• **Exercise aim**: From the data below, pick out and copy every line that contains the string "horse". Case counts.

## start Given data

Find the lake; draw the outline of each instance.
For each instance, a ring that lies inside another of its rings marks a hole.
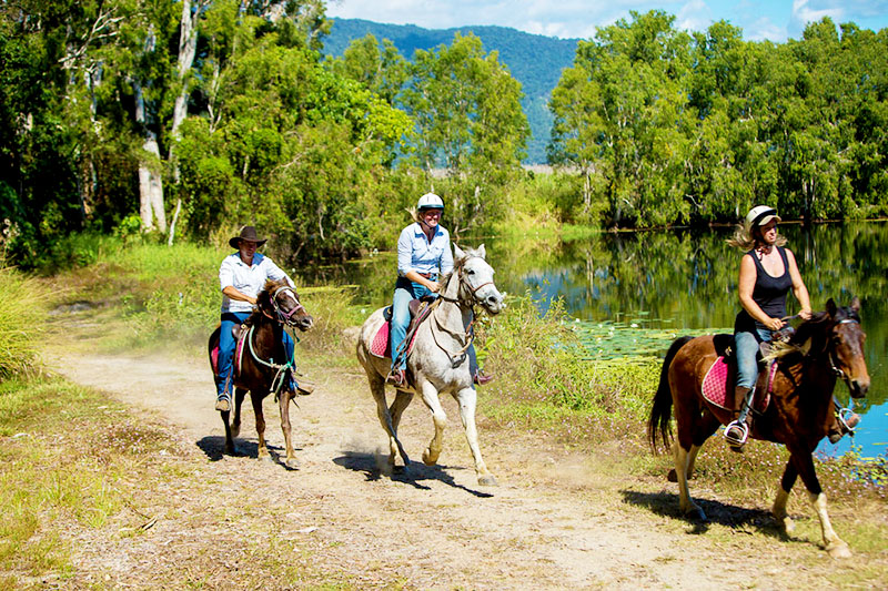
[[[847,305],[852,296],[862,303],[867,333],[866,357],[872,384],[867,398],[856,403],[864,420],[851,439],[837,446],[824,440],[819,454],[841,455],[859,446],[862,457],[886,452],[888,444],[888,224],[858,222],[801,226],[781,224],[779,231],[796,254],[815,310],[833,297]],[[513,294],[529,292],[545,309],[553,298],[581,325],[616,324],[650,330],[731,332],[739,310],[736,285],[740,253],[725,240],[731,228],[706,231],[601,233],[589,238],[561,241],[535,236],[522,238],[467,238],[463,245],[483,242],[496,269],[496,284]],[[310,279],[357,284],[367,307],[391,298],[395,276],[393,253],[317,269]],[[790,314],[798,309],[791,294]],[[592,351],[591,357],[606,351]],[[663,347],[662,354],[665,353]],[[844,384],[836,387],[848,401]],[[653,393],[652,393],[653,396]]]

## end Given data
## start Given data

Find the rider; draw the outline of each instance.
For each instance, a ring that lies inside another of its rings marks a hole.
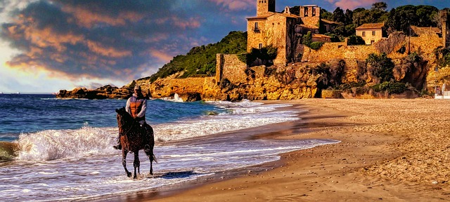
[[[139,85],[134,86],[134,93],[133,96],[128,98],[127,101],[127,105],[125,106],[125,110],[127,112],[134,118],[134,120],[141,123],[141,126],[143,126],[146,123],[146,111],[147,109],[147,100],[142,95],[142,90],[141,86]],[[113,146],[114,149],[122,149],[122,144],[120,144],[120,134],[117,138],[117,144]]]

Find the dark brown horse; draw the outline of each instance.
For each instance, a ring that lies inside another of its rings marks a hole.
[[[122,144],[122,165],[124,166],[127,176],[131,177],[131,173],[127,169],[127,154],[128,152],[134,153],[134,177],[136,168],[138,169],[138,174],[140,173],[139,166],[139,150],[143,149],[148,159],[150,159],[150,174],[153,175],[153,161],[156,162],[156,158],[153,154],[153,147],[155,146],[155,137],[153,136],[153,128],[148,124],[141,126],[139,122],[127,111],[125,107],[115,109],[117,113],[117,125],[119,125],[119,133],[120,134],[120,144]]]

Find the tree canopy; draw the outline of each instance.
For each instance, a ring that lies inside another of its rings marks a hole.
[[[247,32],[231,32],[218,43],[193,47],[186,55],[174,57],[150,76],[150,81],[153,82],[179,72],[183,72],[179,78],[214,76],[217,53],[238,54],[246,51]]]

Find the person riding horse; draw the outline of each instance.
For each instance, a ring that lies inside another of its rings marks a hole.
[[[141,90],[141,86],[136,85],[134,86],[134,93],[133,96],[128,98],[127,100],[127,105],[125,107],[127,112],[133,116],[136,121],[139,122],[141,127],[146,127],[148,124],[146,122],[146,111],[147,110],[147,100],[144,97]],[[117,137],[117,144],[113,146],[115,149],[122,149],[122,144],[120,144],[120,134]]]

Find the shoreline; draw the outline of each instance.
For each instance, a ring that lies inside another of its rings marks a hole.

## end Given data

• **Answer to this exercise**:
Find the dark brown horse; draw the outline of each instance.
Find the person riding horse; draw the outline of each instance.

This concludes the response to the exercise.